Do this → Starting at the beginning of the data and ending at the line that contains "point(437, 146)", rewrite those lines as a Markdown table with the columns Row and Line. Number each row and omit any blank lines.

Data →
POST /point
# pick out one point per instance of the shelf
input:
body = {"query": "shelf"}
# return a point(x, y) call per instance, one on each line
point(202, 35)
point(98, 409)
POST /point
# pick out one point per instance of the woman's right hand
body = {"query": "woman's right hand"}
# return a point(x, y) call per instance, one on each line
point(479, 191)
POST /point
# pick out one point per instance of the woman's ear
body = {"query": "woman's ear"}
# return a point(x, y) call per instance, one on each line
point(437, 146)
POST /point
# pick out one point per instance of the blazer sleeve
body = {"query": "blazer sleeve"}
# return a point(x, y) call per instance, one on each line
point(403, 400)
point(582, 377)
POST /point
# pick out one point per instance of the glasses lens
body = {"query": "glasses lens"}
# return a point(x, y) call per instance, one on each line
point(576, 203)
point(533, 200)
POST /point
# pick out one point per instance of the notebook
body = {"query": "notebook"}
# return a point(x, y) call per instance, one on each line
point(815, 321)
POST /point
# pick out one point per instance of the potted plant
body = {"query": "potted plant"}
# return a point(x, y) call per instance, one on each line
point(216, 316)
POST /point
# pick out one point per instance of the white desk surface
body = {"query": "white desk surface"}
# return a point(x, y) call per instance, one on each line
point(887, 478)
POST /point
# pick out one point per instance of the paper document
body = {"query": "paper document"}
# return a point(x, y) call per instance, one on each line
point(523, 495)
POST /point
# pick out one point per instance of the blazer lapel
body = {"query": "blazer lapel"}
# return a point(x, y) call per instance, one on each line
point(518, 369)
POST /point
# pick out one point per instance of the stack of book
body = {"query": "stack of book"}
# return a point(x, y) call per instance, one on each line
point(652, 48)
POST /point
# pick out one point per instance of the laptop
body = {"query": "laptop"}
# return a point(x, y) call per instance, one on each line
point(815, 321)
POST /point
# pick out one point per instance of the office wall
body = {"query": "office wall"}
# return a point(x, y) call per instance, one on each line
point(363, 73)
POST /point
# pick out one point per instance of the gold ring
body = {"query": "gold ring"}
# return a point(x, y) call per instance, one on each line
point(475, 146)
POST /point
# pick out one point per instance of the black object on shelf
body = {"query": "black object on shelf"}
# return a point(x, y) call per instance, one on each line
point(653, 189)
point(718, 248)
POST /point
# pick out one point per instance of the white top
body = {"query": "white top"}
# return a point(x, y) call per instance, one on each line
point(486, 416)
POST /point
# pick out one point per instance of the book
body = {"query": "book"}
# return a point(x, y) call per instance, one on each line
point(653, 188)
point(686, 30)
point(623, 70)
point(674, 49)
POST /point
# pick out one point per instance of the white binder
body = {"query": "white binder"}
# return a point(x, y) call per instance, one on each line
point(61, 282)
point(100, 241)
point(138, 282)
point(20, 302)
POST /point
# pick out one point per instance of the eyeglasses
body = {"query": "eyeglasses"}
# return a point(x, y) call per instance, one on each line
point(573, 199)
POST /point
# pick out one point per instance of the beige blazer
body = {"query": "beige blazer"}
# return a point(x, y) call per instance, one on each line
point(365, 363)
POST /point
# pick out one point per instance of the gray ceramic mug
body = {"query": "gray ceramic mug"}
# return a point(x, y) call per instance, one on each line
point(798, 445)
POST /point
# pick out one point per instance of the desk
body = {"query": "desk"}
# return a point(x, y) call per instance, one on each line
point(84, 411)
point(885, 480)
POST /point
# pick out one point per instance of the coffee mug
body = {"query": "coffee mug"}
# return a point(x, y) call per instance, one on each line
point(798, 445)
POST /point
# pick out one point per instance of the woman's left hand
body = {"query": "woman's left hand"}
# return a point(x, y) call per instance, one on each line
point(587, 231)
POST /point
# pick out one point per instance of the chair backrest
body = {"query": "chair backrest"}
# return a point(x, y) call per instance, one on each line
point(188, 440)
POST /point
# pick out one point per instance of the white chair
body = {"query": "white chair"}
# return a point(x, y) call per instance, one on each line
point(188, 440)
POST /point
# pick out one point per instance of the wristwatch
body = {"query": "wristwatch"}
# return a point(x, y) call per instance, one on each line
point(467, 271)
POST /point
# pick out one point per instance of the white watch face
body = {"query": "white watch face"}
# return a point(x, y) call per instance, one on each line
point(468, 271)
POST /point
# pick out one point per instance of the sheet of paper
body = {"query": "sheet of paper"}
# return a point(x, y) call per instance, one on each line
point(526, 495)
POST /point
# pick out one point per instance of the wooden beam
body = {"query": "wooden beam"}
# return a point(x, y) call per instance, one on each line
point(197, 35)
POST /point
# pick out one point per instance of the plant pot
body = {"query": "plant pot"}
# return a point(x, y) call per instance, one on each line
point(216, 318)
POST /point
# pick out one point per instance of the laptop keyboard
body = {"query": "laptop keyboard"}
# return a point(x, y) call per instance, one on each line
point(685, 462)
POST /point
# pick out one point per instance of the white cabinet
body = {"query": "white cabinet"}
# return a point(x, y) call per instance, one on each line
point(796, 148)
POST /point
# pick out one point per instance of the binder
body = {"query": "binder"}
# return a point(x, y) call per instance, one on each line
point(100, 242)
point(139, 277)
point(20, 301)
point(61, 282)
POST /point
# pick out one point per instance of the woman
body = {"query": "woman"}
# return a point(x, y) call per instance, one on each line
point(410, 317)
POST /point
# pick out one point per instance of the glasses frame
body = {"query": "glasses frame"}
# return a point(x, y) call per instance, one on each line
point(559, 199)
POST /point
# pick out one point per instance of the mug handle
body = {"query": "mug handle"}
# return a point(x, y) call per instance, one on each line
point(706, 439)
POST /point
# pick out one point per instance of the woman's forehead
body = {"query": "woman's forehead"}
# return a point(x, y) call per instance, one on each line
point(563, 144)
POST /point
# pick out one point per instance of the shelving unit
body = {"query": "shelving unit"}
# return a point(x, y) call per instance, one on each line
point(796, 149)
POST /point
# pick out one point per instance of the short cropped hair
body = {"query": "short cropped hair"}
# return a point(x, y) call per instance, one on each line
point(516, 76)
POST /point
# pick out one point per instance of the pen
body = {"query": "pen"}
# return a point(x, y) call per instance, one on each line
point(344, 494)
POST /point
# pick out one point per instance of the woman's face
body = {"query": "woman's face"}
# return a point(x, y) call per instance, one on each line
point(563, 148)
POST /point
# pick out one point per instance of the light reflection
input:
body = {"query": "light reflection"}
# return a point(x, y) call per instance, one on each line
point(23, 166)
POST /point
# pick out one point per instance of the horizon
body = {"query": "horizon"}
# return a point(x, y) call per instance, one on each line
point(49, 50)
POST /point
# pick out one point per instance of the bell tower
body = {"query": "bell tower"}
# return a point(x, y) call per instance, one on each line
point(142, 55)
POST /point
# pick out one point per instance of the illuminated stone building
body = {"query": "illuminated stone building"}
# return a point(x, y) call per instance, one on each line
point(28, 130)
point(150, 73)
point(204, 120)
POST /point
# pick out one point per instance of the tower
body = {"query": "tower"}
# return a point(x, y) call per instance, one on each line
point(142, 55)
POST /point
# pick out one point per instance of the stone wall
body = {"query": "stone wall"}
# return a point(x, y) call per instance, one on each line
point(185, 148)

Task output →
| Row | Line |
|---|---|
| 1 | POST /point |
| 2 | # pick out one point per instance of the shelf |
| 3 | input: |
| 4 | body = {"query": "shelf"} |
| 5 | # return a point(x, y) call per instance, one on each line |
| 6 | point(202, 35) |
| 7 | point(98, 409) |
| 8 | POST /point |
| 9 | # pick out one point per instance of the woman's right hand |
| 10 | body = {"query": "woman's right hand"} |
| 11 | # return a point(x, y) call per instance, one on each line |
| 12 | point(479, 191) |
| 13 | POST /point |
| 14 | # pick out one point per instance of the woman's ear |
| 15 | body = {"query": "woman's ear"} |
| 16 | # return a point(x, y) call per instance, one on each line |
| 17 | point(437, 146) |